__Exercise task__. Reproduce every line of the listing as written, apart from the pictures.

Records excerpted from a collection
>> start

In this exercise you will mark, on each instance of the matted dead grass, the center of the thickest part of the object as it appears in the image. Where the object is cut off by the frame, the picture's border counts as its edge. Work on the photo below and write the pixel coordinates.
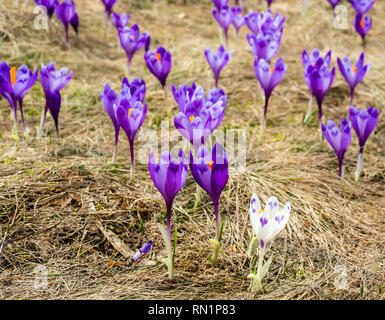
(51, 194)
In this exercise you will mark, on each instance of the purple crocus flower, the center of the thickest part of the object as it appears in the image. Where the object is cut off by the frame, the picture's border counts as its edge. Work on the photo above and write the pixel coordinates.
(263, 46)
(142, 252)
(14, 85)
(159, 63)
(199, 116)
(211, 172)
(217, 61)
(49, 4)
(131, 41)
(53, 81)
(238, 20)
(363, 122)
(269, 78)
(334, 3)
(108, 4)
(317, 75)
(362, 24)
(339, 139)
(66, 13)
(353, 74)
(224, 18)
(219, 4)
(120, 21)
(133, 92)
(264, 22)
(362, 6)
(130, 117)
(169, 176)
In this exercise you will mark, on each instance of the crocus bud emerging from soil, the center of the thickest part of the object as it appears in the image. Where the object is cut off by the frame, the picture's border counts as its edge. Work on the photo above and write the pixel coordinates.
(120, 21)
(339, 139)
(131, 41)
(353, 74)
(14, 85)
(108, 4)
(169, 176)
(363, 122)
(211, 172)
(142, 252)
(159, 63)
(66, 13)
(224, 18)
(362, 6)
(53, 81)
(217, 61)
(266, 223)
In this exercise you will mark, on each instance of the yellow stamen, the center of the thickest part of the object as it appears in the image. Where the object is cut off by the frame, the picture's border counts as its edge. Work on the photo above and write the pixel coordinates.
(13, 75)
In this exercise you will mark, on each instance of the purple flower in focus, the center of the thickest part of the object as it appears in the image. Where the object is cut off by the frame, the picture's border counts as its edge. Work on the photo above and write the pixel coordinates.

>> end

__Written solution__.
In this exercise you will mark, on each instance of the matted dead grass, the center of the thickest part of the object as it appears in the image. Where the object is cut off by the frame, the picture's border counts as its edge. Work on the photo below and write the pixel coordinates.
(51, 194)
In this exercise you will mark, on each instance of the purple crocus flower, the center of the thickest part of the object as it appears in the image. Where the object is cut off by the frame, the picture's border counts as its edge. Work on the photo above and write the pixel coordinates.
(263, 46)
(142, 252)
(14, 85)
(159, 63)
(199, 116)
(211, 172)
(217, 61)
(49, 4)
(131, 41)
(53, 81)
(238, 20)
(363, 122)
(269, 78)
(334, 3)
(108, 4)
(317, 75)
(362, 24)
(339, 139)
(66, 13)
(353, 74)
(224, 18)
(219, 4)
(120, 21)
(133, 92)
(264, 22)
(362, 6)
(130, 117)
(169, 176)
In this exercise you will mark, on each instance of the crocus bud emerging from soil, the center of the thickest part of the object as it appears in the image. Where the object is cut off by the frame, the picture's border counts as its edge. Work on the photo above and write the pixel coordinates.
(120, 21)
(339, 139)
(131, 41)
(353, 74)
(14, 85)
(108, 4)
(169, 176)
(363, 122)
(211, 172)
(142, 252)
(159, 63)
(66, 13)
(224, 18)
(362, 6)
(53, 81)
(217, 61)
(266, 223)
In this exercise you will mark, on each instance of the yellow stamen, the center of the thickest part of the object as it appears in the image. Where the object is cut off by the frame, the picture's border counts as its edge. Work on the photo above and write the pixel coordinates.
(13, 75)
In this exercise you will mark, on each instance of the purple flower in focus, the center of the thickest part of the object as it appears in the image. Where the object is cut off by the frame, the picture's border counts as its edge. Work on the photo above and write the pixel coordinates.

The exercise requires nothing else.